Poor among worst hit as inflation rings alarm bell

The steep rise in the prices of essential commodities and decline in GVA of manufacturing sector makes it even tougher for the lower strata to make ends meet

A massive rise in food prices has pushed India’s retail inflation in December to a 65-month high of 7.35 per cent from 5.54 per cent in November, while the wholesale price-based inflation shot up to 2.59 per cent from 0.58 per cent in the same period. Inflation affects everybody but it hits the poor hardest.

According to a communication issued by the National Statistical Office (NSO), Ministry of Statistics and Programme Implementation on January 11, about the first advance estimates of national Income at both Constant and Current Prices, for the financial year 2019-20, the Gross Value Added (GVA) at Basic Prices for 2019-20 from ‘Manufacturing’ sector is estimated to grow by two per cent as compared to growth of 6.9 per cent in 2018-19. 

Similarly, the GVA at Basic Prices for 2019-20 from ‘Construction’ sector is expected to grow by 3.2 per cent as compared to growth of 8.7 per cent in 2018-19. The sector-wise estimates are obtained by extrapolation of indicators like Index of Industrial Production (IIP) of first 7 months of the financial year, (ii) financial performance of Listed Companies in the Private Corporate sector available up to quarter ending September 2019 (iii) 1st Advance Estimates of Crop production, (iv) accounts of Central & State Governments.

Major highlights of the data released by the National Statistics Office (NSO) are:

— Food inflation surged to 14.12 per cent in December last year as against 10.01 per cent in November.

— Vegetable prices inflation increased to 60.5 per cent in December, a significant jump from 36 per cent the previous month.

Core inflation was recorded at 37 per cent in December.

Inflation rate in cereals and products stood at 4.36 per cent in December.

The steep rise in the prices of essential commodities and decline in GVA of manufacturing sector makes it even tougher for the lower strata to make ends meet. In recent weeks, the powers that be have been so preoccupied with dousing the fire triggered by some controversial legislations and unsavoury incidents at the Jawaharlal Nehru University.

GIVEN DATA
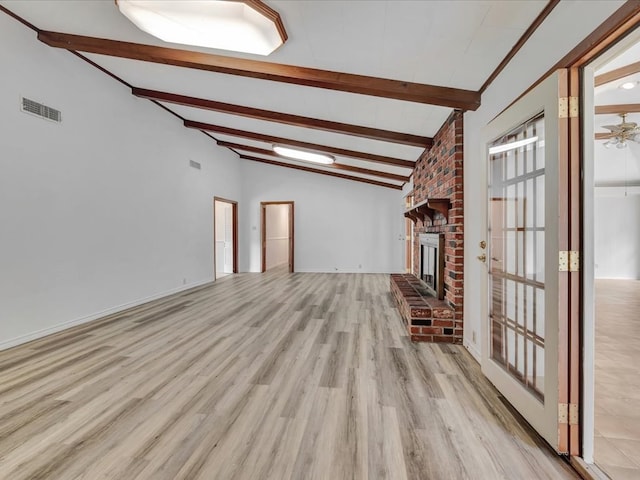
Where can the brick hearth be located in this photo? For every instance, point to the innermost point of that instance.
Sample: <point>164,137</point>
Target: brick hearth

OBJECTIVE A
Set down the passage of the inflation article from "Similarly, the GVA" through "the previous month.", copied word for word.
OBJECTIVE B
Answer these questions from the inflation article above the listing:
(i) What was India's retail inflation rate in December?
(ii) By how much is the GVA at Basic Prices from the 'Construction' sector expected to grow in 2019-20?
(iii) To what level did food inflation rise in December?
OBJECTIVE C
Extend the inflation article past its final sentence, the one ending "at the Jawaharlal Nehru University."

EXERCISE RESULT A
Similarly, the GVA at Basic Prices for 2019-20 from ‘Construction’ sector is expected to grow by 3.2 per cent as compared to growth of 8.7 per cent in 2018-19. The sector-wise estimates are obtained by extrapolation of indicators like Index of Industrial Production (IIP) of first 7 months of the financial year, (ii) financial performance of Listed Companies in the Private Corporate sector available up to quarter ending September 2019 (iii) 1st Advance Estimates of Crop production, (iv) accounts of Central & State Governments.

Major highlights of the data released by the National Statistics Office (NSO) are:

— Food inflation surged to 14.12 per cent in December last year as against 10.01 per cent in November.

— Vegetable prices inflation increased to 60.5 per cent in December, a significant jump from 36 per cent the previous month.

EXERCISE RESULT B
(i) 7.35 per cent
(ii) 3.2 per cent
(iii) 14.12 per cent

EXERCISE RESULT C
As we have noted, the consumer food price inflation touched 14.42 per cent in December 2019 from a mere 2.99 per cent in August the same year. The NSO data also shows that this sharp rise, a six-year high since November 2013 when it was 18.89 per cent, was because of increasing onion, tomato and dairy prices. It is worth mentioning that vegetable inflation rose to 60.5 per cent in December compared to 36 per cent in November. The inflation in the vegetable segment spiked by 60.5 per cent as compared to December 2018 is the combined effect of climate change, inefficient trade systems due to no cash in rural economy and the rise in global food prices.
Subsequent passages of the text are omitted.